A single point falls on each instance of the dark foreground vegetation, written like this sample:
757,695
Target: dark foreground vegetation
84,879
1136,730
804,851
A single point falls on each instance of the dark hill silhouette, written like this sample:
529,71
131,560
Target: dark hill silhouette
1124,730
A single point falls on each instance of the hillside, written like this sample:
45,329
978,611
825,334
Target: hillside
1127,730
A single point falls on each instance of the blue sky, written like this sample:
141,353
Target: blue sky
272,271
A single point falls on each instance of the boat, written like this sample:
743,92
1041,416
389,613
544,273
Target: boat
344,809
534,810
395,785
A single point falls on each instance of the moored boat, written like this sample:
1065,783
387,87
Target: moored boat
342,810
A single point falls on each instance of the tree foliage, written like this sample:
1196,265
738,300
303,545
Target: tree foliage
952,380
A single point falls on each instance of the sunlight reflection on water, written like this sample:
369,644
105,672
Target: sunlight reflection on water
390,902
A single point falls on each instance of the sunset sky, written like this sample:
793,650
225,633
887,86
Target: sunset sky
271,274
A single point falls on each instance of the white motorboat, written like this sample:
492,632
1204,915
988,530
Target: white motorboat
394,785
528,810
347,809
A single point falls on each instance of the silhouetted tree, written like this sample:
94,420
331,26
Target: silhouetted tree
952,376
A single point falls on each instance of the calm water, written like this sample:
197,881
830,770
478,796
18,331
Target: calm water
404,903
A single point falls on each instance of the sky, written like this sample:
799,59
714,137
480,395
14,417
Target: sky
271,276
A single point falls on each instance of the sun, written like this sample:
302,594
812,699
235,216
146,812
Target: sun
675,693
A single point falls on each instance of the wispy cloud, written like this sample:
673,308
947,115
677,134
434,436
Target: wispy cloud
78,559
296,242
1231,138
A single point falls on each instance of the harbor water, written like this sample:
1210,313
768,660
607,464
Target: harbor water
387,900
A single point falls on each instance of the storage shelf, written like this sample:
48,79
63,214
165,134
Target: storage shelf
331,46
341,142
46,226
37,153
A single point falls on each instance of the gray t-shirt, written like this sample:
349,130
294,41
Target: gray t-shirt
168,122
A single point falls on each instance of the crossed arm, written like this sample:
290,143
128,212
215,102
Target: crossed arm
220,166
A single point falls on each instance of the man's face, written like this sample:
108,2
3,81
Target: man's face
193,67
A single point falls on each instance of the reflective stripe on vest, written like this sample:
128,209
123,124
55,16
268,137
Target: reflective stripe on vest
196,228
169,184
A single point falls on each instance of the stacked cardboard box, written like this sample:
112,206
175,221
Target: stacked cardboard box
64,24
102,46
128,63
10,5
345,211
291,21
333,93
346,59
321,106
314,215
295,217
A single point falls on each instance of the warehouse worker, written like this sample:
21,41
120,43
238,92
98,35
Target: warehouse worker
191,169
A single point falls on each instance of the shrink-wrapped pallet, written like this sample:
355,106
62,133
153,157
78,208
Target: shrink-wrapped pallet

^^^^^^^^^^^^^^^^

> What is expected:
Return all of the records above verbatim, every line in its original order and with nothing altered.

> Finished task:
A single point falls on each instance of the dark foreground vegetation, written like this sample:
757,695
Target: dark foreground vegetation
84,879
1136,730
804,851
A single point falls on each instance of the dark hill silhouette, written like this sample:
529,71
131,560
Target: dark hill silhouette
1124,730
A single point falls on each instance of the hillside, written like this sample:
45,329
978,611
825,334
Target: hillside
1127,730
A single point falls on each instance of the blue sky, written like this sample:
141,353
Target: blue sky
272,271
A single point falls on each instance of the boat, written like this sample:
743,92
1041,416
389,613
544,273
Target: boat
344,809
534,810
395,785
A single point falls on each instance of the moored boat, written like this sample:
1065,783
387,87
Target: moored boat
342,810
A single point falls on each instance of the tree foliage, written like this sample:
1196,265
738,300
303,545
Target: tree foliage
952,380
A single point falls on each instance of the sunlight reflection on water, written like this sample:
369,644
105,672
Target: sunlight reflection on water
390,902
A single point falls on each instance of the sunset sky, written like this sample:
793,650
225,633
887,86
Target: sunset sky
271,274
A single point falls on each instance of the white motorboat, written like this sample:
492,632
1204,915
988,530
Target: white motorboat
394,785
528,810
347,809
A single point falls on each instance of the silhouetted tree, written like this sample:
94,420
331,26
Target: silhouetted tree
952,376
A single point falls on each instance of the calm water, written like this sample:
197,881
830,770
478,796
18,331
Target: calm water
404,903
A single point falls on each instance of the sky, written like this sample:
799,59
714,137
480,395
14,417
Target: sky
271,276
A single point falls on each instance of the sun, written like this sample:
302,594
812,699
235,216
146,812
Target: sun
675,693
A single point falls on each instance of the wispy cloud, written like this sample:
673,308
947,115
677,134
434,436
Target: wispy cloud
78,559
296,242
1231,138
A single point falls on each instance of the harbor water, written like this sample:
1210,313
768,660
607,464
Target: harbor water
387,900
A single point falls on each instance of the storage shelf, written like this sample:
48,79
63,214
165,134
Target: storage shelf
331,46
341,142
46,226
37,153
A single point falls on each instance of the gray t-shirt, written like this sample:
349,130
294,41
Target: gray t-shirt
168,122
A single point falls on each instance of the crossed arm, written like this sample:
290,143
128,212
215,102
Target: crossed arm
220,166
A single point falls on each instance of the man's face, written like this sample:
108,2
3,81
Target: man's face
193,67
A single point falls on each instance of the reflective stripe on vest, written like this sample:
128,209
123,124
55,16
268,137
Target: reflective stripe on vest
196,228
169,184
A single point falls on each instance of the stacked cardboard box, written like this sample:
112,206
175,221
Target: stacked cardboard box
64,24
102,46
128,63
10,5
345,211
291,21
333,93
346,59
321,106
314,215
295,217
A single point falls on each instance of the warehouse worker, written like this sample:
21,41
120,43
238,92
98,35
Target: warehouse worker
191,169
A single point falls on each instance of the shrink-wrapped pallet, written like this sample:
355,106
62,133
153,157
78,208
Target: shrink-wrapped pallet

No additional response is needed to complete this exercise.